Description of the task:
Pick up the forum thread that welcomes a newcomer hoping to lose weight, and carry it on past its final post.

━━━━━ Document passage

# On my last flight before I'm outta here.



## KestrelsFlight (Dec 21, 2019)

Hi! I'm new here and need to shed a few (many) pounds. Hope to find some friends with a twisted sense of humor with which I can share the journey.


----------



## RadishRose (Dec 21, 2019)




----------



## RadishRose (Dec 21, 2019)

It seems most people need to lose weight. You are not alone.


----------



## Keesha (Dec 21, 2019)

KestrelsFlight said:


> Hi! I'm new here and need to shed a few (many) pounds. Hope to find some friends with a twisted sense of humor with which I can share the journey.


Hey Kestrels Flight. Interesting name. I really like kestrels. They are so strong & fast. 
Ive got an amazing twisted sense of humour AND I’m very good at nagging members to exercise 
Welcome.


----------



## Gary O' (Dec 21, 2019)

KestrelsFlight said:


> Hope to find some friends with a twisted sense of humor


Bring it

I'll try ta keep up


----------



## Ruthanne (Dec 21, 2019)

Hi.  I hope you have a great holiday.  I won't bother you about losing weight since I don't like that to be done to me.  But best wishes and good luck to you!

━━━━━━━━━━
━━━━━ Recorded data

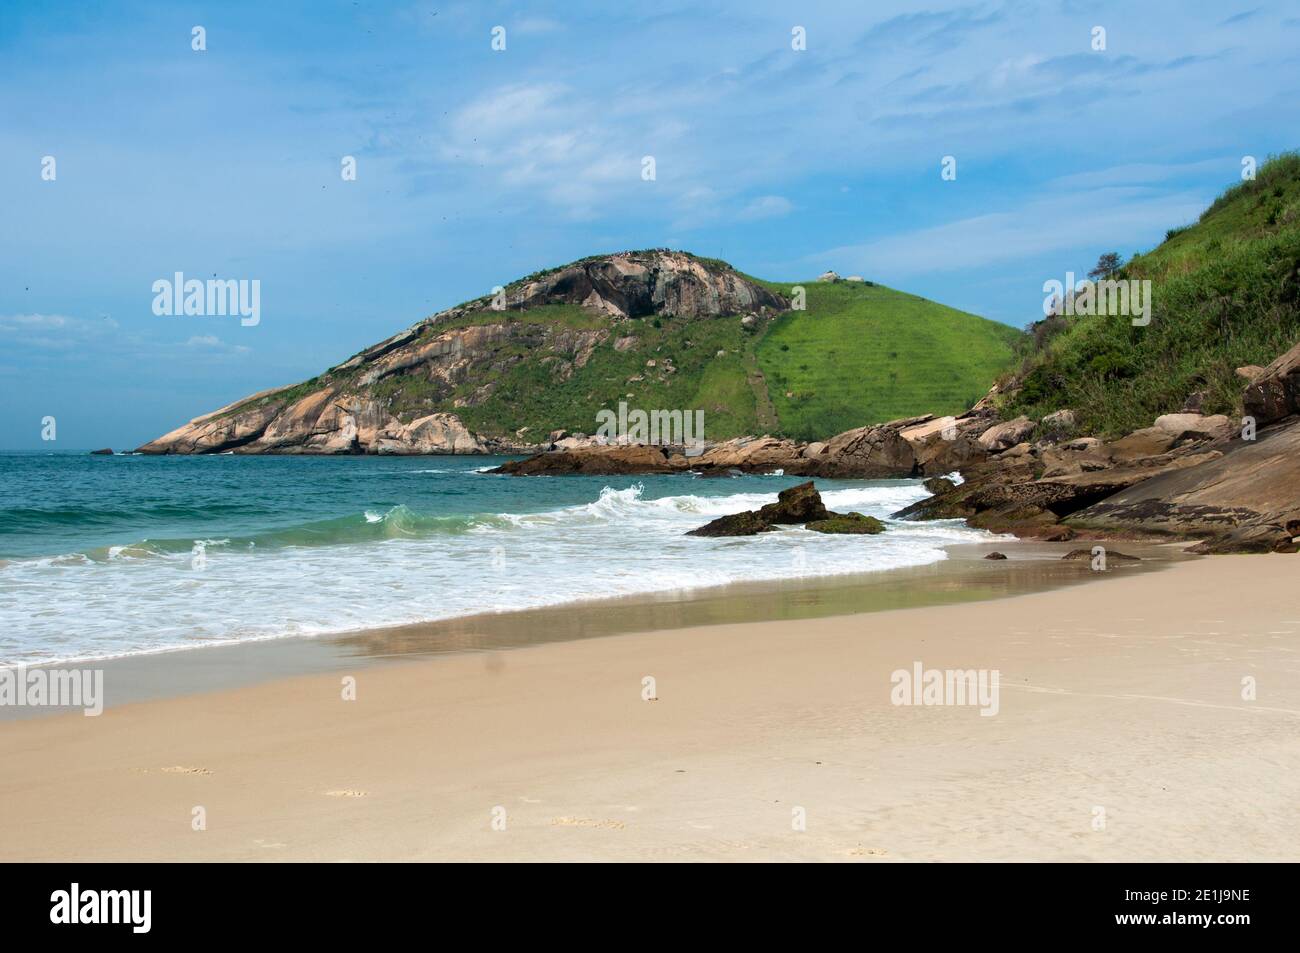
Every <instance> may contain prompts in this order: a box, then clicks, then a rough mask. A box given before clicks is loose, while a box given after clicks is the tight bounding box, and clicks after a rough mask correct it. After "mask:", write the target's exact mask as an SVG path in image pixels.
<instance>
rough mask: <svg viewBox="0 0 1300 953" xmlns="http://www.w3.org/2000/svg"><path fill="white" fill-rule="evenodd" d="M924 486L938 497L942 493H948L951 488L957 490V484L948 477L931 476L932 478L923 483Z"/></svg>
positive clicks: (933, 496) (930, 492)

━━━━━━━━━━

Solved problem:
----------



## toffee (Dec 22, 2019)

welcome kestrel to our forum …….


----------



## Ken N Tx (Dec 22, 2019)




----------



## twinkles (Dec 22, 2019)

welcome kestrel


----------



## Meanderer (Apr 5, 2020)

@KestrelsFlight Welcome, kestrel!  Learning to fly on your own is no fun!


----------



## Buckeye (Apr 5, 2020)

I can't speak for anyone else, but this forced stay at home stuff has me gaining, not losing.  I'm afraid to step on the scales at this point.


----------



## Devi (Apr 5, 2020)

Welcome to the group, kestrelsflight. Glad you joined. May you find what you seek here!


----------



## Meanderer (Apr 5, 2020)

It appears Kestrel may have flown the coop?  (Last post 12/21/19)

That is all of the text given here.